[Provided text Boundary: Start]

= Cultural trait =

Single identifiable element within culture

A cultural trait is a single identifiable material or non-material element within a culture, and is conceivable as an object in itself.

Similar traits can be grouped together as components, or subsystems of culture; the terms sociofact and mentifact (or psychofact) were coined by biologist Julian Huxley as two of three subsystems of culture—the third being artifacts—to describe the way in which cultural traits take on a life of their own, spanning over generations.

In other words, cultural traits can be categorized into three interrelated components:

1. Artifacts — the objects, material items, and technologies created by a culture, or simply, things people make. They provide basic necessities, recreation, entertainment, and most of the things that make life easier for people. Examples include clothing, food, and shelter.
2. Sociofacts — interpersonal interactions and social structures; i.e., the structures and organizations of a culture that influence social behaviour. This includes families, governments, education systems, religious groups, etc.
3. Mentifact (or psychofact) — abstract concepts, or "things in the head;" i.e., the shared ideas, values, and beliefs of a culture. This can include religion, language, and ideas.

Moreover, sociofacts are considered by some to be mentifacts that have been shared through artifacts. This formulation has been related to memetics and the memetic concept of culture. These concepts have been useful to anthropologists in refining the definition of culture.

== Development ==
These concepts have been useful to anthropologists in refining the definition of culture, which Huxley views as contemplating artifacts, mentifacts, and sociofacts. For instance, Edward Tylor, the first academic anthropologist, included both artifacts and abstract concepts like kinship systems as elements of culture. Anthropologist Robert Aunger, however, explains that such an inclusive definition ends up encouraging poor anthropological practice because "it becomes difficult to distinguish what exactly is not part of culture." Aunger goes on to explain that, after the cognitive revolution in the social sciences in the 1960s, there is "considerable agreement" among anthropologists that a mentifactual analysis, one that assumes that culture consists of "things in the head" (i.e. mentifacts), is the most appropriate way to define the concept of culture.

[Provided text Boundary: End]
[Information shown Boundary: Start]

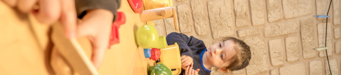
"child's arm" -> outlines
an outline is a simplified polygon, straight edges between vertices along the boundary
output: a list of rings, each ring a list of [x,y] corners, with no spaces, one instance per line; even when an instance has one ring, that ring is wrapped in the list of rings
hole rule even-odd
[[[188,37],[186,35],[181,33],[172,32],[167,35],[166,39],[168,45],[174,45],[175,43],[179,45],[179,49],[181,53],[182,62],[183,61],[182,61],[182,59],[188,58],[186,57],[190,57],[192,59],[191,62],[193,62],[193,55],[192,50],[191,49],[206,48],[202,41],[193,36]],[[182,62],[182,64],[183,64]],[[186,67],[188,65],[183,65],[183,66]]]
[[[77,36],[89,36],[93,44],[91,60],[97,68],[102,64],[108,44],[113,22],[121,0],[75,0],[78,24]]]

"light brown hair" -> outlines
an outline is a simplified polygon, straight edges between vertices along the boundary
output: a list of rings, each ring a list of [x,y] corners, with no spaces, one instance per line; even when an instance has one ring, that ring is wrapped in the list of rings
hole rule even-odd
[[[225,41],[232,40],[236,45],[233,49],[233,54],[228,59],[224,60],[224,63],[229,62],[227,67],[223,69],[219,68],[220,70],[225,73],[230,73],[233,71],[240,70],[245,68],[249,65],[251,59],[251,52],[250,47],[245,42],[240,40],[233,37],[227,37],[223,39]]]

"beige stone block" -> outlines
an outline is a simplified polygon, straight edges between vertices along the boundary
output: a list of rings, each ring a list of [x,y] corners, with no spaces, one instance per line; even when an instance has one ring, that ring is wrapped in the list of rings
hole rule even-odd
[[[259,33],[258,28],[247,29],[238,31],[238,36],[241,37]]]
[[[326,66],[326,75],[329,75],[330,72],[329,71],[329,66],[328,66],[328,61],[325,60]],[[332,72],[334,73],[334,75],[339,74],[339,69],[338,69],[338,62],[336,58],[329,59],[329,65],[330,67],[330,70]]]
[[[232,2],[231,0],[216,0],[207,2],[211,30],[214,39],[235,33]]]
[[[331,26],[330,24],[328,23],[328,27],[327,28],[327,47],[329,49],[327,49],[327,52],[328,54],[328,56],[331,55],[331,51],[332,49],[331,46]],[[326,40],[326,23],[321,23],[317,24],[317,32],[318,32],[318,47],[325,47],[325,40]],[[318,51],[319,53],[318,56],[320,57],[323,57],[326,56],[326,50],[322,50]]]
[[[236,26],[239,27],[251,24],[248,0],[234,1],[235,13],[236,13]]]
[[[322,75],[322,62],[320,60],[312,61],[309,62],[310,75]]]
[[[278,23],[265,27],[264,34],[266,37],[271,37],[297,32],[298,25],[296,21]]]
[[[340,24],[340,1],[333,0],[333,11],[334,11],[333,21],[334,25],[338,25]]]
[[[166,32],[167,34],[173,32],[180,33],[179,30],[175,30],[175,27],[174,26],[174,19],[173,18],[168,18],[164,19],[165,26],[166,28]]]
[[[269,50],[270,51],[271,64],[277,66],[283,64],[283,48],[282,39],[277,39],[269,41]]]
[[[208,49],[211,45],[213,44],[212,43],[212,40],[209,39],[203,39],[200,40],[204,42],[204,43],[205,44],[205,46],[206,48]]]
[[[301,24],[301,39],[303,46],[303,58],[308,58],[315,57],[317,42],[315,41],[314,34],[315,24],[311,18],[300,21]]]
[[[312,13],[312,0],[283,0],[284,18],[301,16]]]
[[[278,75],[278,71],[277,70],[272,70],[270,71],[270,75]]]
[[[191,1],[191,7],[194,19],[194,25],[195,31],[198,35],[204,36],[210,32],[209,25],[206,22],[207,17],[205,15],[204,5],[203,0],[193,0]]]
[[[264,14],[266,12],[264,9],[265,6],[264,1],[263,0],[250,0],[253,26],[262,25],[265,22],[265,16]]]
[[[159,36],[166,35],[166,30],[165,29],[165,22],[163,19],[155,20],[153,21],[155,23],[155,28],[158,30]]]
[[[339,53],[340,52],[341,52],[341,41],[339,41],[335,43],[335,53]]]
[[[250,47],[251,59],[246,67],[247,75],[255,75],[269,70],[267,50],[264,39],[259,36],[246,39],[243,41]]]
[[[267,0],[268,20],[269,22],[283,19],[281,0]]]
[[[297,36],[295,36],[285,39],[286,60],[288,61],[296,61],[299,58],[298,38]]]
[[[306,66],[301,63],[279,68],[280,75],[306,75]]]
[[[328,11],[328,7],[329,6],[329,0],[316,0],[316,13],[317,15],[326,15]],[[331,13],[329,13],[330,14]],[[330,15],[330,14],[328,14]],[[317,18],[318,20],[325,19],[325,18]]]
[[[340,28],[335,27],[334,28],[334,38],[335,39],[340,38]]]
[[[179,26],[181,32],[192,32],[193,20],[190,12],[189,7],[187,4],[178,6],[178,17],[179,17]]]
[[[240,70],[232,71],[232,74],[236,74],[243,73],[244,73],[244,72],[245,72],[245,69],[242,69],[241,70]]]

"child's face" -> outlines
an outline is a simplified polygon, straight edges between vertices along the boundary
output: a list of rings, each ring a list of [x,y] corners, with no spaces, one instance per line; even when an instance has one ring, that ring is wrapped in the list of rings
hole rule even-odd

[Information shown Boundary: End]
[Information shown Boundary: Start]

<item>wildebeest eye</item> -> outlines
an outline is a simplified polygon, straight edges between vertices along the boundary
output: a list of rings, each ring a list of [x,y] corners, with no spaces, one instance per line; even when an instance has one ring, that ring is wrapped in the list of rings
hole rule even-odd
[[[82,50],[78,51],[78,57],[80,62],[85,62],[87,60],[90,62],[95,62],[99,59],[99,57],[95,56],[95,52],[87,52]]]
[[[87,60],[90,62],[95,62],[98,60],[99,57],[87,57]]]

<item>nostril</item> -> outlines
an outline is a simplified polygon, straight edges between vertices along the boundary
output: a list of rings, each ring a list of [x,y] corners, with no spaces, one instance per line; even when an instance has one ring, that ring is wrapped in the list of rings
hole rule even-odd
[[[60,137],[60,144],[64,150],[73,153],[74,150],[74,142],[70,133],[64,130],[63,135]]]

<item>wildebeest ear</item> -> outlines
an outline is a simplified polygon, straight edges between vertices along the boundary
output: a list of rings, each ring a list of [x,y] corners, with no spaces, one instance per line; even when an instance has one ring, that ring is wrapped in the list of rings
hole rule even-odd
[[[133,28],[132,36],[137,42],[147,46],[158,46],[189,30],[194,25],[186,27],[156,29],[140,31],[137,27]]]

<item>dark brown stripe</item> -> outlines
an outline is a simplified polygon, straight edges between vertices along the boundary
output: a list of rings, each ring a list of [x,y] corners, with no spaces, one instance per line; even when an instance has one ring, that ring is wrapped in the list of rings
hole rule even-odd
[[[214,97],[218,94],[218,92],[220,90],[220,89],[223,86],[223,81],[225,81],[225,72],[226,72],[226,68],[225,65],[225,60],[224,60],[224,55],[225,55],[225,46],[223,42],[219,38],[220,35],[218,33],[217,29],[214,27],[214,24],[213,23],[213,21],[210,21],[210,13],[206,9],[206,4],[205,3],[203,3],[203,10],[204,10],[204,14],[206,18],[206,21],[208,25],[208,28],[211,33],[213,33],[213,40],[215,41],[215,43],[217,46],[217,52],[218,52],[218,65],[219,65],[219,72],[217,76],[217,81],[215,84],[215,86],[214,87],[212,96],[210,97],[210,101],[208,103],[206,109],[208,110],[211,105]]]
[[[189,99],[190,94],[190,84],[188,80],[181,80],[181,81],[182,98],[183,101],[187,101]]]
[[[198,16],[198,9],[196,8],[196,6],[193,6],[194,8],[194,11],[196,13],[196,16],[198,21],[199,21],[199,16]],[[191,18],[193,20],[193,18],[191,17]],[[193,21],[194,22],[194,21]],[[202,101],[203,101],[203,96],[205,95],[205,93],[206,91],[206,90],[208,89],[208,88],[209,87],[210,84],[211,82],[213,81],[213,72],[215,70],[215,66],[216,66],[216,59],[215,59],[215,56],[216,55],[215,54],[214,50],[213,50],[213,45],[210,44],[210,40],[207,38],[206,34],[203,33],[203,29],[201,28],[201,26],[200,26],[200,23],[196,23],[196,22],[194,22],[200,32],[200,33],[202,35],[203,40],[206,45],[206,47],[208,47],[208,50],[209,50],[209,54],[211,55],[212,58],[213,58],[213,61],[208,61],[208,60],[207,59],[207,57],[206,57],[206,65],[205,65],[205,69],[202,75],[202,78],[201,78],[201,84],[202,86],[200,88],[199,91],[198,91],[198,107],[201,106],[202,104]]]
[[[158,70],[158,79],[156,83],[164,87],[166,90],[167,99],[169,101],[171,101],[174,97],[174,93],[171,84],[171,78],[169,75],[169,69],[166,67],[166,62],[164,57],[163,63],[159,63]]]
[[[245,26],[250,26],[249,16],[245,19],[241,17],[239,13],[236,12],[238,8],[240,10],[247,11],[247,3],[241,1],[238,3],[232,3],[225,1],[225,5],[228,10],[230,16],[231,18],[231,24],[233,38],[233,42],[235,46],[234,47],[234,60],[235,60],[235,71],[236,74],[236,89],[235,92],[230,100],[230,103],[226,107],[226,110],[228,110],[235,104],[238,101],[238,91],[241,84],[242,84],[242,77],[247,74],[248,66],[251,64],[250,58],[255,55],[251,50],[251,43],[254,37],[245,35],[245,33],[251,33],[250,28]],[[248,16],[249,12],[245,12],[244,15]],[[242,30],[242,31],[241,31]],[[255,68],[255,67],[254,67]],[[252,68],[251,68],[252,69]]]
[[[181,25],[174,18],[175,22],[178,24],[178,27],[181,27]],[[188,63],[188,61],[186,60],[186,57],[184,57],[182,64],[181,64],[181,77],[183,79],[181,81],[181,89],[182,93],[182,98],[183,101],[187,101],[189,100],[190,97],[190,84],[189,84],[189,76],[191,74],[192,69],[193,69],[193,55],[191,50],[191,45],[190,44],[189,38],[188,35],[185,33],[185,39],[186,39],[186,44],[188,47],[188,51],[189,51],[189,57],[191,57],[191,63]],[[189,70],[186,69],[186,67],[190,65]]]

[Information shown Boundary: End]

Instructions for the task -> Pick up the text on cultural traits after its last sentence and keep writing it. The items have nothing to do with the text on cultural traits.

Answer below ->
=== Sociofact ===
The idea of the sociofact was developed extensively by David Bidney in his 1967 textbook Theoretical Anthropology, in which he used the term to refer to objects that consist of interactions between members of a social group. Bidney's 'sociofact' includes norms that "serve to regulate the conduct of the individual within society."

The concept has since been used by other philosophers and social scientists in their analyses of varying kinds of social groups. For instance, in a discussion of the semiotics of the tune 'Taps', semiotician of music Charles Boilès claims that although it is a single piece of music, it can be seen as three distinct musical sociofacts: as a "last call" signal in taverns frequented by soldiers; as an "end of day" signal on military bases; and hence, symbolically, as a component of military funerals. The claim has been made that sociofactual analysis can play a decisive role for the performance of, and collaboration within, organizations.